> Work to be completed: Your answer consists of the lines in the data that contain "stripe". Copy each of them.

====

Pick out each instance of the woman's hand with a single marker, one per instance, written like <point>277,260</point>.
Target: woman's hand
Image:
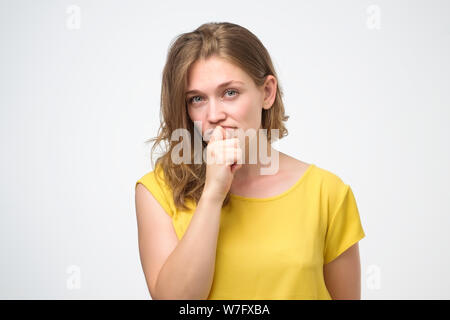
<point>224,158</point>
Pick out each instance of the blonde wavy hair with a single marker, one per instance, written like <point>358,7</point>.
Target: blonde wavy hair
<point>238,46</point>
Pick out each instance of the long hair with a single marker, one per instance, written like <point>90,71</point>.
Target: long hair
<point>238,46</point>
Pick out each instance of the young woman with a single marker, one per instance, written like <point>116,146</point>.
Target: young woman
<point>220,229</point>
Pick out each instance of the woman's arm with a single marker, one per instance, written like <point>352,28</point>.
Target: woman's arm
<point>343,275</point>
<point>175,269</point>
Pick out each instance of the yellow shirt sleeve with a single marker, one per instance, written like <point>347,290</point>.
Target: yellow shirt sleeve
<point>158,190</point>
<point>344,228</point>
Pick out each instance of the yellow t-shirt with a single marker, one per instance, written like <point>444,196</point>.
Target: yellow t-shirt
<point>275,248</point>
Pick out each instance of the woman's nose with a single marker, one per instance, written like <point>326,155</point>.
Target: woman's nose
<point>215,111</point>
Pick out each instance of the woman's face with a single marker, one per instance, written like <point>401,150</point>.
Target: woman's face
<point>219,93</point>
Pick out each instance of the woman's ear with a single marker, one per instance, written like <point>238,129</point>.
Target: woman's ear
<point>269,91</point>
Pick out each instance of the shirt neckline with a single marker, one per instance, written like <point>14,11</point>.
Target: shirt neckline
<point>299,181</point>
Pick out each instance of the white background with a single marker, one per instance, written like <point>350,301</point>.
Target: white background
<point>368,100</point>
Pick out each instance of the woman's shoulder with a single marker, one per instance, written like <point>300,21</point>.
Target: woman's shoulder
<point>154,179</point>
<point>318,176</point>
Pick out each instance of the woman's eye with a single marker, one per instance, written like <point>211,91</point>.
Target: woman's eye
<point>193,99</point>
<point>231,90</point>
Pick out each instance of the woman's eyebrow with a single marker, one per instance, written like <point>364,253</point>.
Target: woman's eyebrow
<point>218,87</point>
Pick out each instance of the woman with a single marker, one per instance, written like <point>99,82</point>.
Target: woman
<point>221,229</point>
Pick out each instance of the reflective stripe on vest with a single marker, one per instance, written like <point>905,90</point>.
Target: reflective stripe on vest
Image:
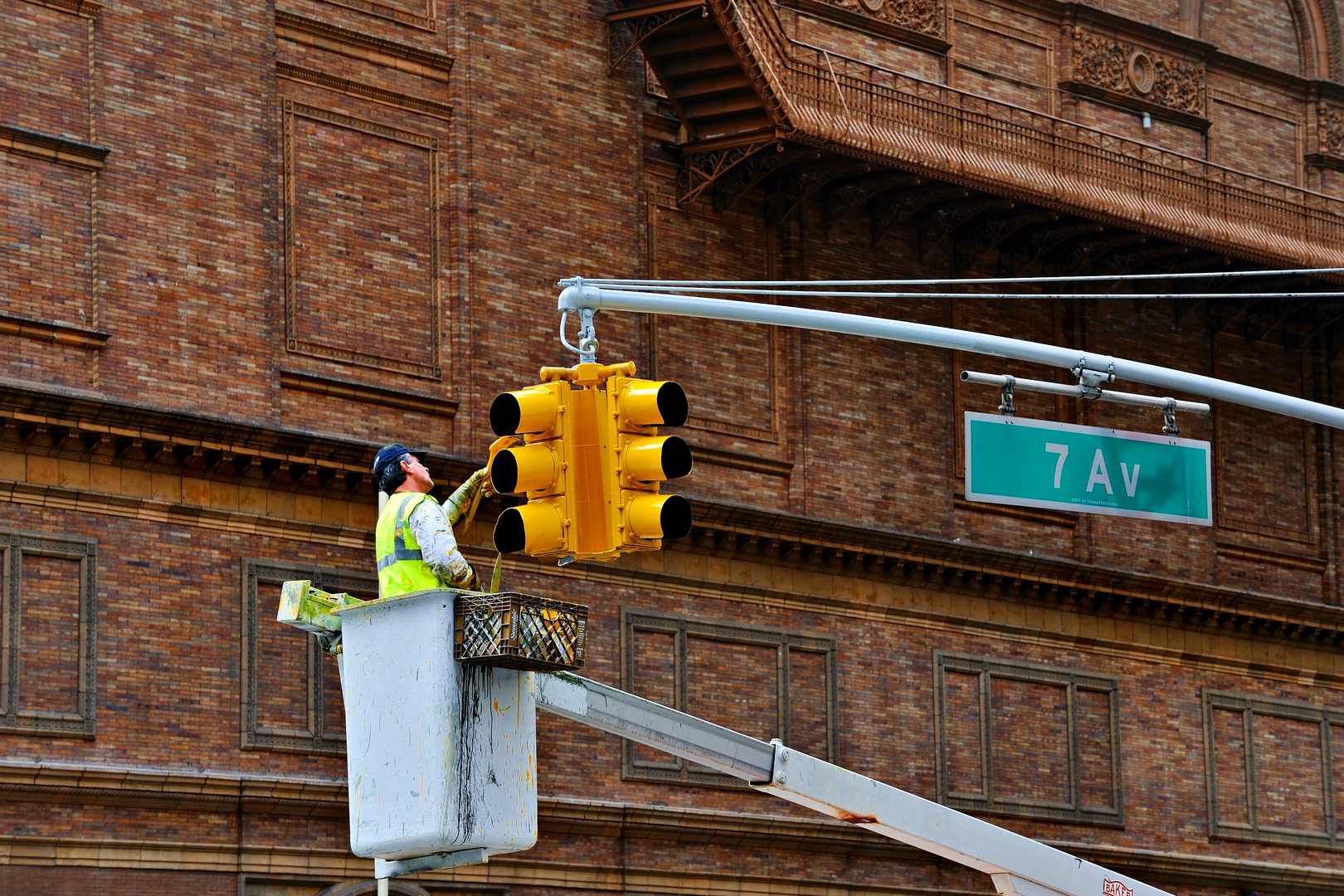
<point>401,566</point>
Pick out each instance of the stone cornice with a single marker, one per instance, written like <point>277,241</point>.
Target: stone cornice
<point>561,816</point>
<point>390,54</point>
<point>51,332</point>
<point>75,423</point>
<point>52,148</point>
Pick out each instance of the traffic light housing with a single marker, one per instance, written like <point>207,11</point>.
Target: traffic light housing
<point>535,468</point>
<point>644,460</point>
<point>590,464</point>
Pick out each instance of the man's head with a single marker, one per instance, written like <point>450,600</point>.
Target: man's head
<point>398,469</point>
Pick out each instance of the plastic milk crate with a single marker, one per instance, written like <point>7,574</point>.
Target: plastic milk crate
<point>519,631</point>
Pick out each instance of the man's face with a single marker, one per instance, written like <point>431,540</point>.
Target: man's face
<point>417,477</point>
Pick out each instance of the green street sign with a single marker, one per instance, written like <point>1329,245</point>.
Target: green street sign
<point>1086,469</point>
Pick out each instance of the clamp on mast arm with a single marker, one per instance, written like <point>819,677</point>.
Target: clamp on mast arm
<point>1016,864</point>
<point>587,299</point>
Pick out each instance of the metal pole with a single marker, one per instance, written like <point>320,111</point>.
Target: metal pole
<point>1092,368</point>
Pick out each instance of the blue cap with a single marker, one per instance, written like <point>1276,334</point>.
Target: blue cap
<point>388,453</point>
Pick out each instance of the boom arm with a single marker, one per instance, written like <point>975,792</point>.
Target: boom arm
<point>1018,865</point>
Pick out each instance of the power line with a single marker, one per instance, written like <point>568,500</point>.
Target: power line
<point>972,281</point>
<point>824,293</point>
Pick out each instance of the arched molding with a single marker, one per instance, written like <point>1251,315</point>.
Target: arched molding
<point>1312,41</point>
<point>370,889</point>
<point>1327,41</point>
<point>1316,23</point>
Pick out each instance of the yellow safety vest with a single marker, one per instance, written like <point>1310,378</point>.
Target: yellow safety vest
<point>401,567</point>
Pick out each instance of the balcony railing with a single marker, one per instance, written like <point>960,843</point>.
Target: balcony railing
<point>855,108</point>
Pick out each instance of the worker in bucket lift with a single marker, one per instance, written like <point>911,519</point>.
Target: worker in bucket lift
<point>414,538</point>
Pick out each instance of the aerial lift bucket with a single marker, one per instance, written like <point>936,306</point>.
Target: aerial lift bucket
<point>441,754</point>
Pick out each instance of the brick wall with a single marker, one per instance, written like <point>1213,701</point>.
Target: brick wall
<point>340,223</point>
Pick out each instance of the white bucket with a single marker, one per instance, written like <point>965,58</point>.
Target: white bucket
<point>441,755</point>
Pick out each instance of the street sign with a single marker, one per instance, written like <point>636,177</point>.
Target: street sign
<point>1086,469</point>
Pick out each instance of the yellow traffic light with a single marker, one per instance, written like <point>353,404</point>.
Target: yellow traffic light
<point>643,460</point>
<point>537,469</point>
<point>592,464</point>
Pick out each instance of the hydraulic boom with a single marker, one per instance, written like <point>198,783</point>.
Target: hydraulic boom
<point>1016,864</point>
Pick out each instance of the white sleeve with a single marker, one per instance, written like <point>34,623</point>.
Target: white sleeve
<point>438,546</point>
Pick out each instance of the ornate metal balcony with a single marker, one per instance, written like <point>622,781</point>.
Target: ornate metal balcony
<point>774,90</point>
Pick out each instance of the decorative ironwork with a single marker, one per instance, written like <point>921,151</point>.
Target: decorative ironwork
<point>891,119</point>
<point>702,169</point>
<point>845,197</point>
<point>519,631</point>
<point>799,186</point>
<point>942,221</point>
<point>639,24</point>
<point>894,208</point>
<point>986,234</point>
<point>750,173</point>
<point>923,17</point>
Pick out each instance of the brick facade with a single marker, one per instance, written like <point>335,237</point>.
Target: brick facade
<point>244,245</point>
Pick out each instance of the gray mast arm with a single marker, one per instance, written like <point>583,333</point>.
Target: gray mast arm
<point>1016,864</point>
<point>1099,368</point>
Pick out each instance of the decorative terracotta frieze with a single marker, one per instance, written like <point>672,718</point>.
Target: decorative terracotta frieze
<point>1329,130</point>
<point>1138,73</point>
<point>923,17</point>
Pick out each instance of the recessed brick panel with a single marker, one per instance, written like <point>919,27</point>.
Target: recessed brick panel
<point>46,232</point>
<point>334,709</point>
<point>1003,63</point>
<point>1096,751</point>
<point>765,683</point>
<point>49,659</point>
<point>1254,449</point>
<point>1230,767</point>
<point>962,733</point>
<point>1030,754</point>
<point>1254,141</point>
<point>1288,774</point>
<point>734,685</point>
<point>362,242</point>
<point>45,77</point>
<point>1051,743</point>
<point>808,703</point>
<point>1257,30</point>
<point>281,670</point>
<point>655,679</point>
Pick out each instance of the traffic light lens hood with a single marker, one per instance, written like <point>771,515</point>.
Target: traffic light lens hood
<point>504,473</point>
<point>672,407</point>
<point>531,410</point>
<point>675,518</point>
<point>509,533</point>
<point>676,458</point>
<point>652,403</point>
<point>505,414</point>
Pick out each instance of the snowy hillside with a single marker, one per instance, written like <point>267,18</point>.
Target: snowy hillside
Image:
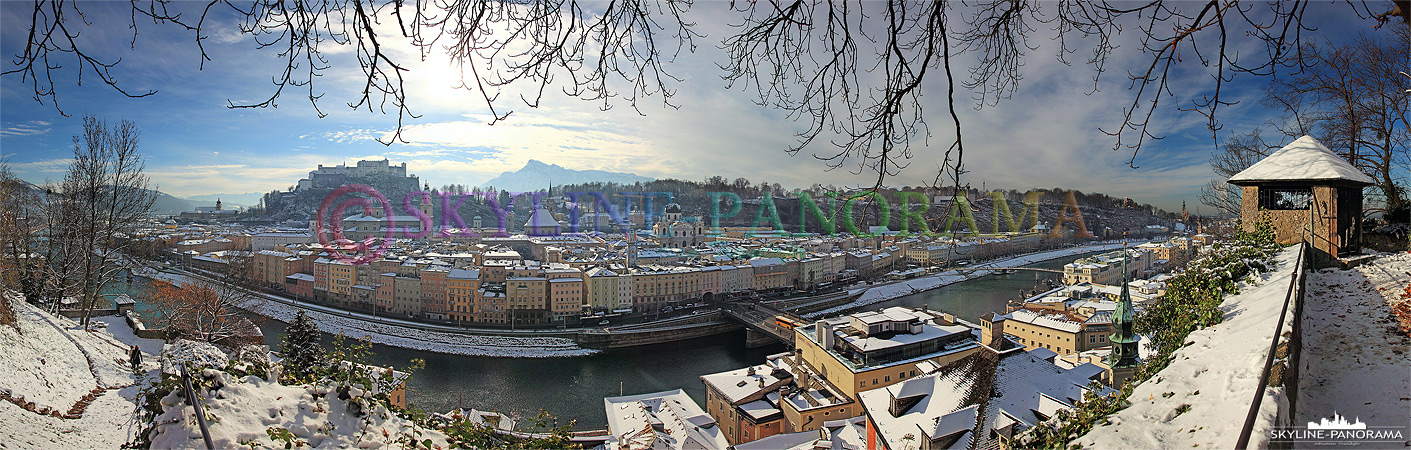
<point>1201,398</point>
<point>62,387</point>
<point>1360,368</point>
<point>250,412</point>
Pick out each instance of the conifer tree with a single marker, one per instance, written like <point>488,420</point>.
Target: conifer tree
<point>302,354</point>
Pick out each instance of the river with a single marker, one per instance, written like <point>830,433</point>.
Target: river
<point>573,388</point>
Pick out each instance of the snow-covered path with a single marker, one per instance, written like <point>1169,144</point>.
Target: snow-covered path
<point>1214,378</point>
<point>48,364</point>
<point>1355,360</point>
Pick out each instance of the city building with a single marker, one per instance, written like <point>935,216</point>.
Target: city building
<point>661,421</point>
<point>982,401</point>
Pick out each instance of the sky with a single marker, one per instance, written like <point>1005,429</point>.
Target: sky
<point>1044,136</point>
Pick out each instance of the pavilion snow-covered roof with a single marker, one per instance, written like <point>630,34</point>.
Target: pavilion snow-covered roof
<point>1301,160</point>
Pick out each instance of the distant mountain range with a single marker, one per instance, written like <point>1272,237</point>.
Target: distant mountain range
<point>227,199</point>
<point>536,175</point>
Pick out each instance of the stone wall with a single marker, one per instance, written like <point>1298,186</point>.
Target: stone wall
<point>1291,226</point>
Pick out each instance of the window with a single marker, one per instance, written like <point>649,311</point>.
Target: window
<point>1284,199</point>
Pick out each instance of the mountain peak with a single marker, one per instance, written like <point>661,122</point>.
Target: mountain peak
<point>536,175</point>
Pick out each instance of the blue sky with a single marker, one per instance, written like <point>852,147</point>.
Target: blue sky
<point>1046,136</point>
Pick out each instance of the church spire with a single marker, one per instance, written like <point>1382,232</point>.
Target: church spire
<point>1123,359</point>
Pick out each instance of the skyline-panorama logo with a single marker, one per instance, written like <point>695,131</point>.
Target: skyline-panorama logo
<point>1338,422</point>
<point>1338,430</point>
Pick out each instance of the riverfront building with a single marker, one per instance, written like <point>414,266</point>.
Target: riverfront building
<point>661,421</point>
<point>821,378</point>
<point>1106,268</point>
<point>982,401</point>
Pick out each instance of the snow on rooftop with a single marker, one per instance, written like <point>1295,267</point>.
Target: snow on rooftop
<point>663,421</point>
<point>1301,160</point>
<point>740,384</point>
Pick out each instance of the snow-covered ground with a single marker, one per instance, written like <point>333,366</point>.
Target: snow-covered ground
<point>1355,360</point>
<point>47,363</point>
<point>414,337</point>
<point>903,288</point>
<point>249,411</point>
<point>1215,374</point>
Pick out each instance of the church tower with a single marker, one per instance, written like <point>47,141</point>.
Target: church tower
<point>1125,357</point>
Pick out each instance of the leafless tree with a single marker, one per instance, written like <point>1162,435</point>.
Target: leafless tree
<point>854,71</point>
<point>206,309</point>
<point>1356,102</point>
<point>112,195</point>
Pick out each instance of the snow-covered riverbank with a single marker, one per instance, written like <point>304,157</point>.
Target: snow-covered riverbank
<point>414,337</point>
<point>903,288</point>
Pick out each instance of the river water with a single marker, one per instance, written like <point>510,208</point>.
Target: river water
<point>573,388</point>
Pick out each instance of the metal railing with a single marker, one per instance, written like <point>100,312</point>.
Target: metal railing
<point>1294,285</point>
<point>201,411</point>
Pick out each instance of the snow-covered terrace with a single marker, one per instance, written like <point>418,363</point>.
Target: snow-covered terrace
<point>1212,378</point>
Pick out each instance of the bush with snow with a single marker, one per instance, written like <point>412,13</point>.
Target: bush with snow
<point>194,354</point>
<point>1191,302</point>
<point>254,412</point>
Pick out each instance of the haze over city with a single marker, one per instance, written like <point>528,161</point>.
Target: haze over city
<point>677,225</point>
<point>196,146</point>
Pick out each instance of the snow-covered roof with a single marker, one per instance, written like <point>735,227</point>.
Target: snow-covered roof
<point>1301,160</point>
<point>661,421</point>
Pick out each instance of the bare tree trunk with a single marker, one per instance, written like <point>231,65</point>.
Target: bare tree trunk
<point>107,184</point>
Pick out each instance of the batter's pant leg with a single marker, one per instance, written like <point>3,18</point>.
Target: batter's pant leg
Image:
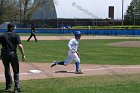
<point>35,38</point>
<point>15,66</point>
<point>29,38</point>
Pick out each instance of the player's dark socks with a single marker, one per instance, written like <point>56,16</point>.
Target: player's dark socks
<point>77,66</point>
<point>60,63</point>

====

> Solved problem:
Pick out each instance of the reflective stripe on vest with a single marker, one per instance, written like <point>905,90</point>.
Target: reflective stripe on vest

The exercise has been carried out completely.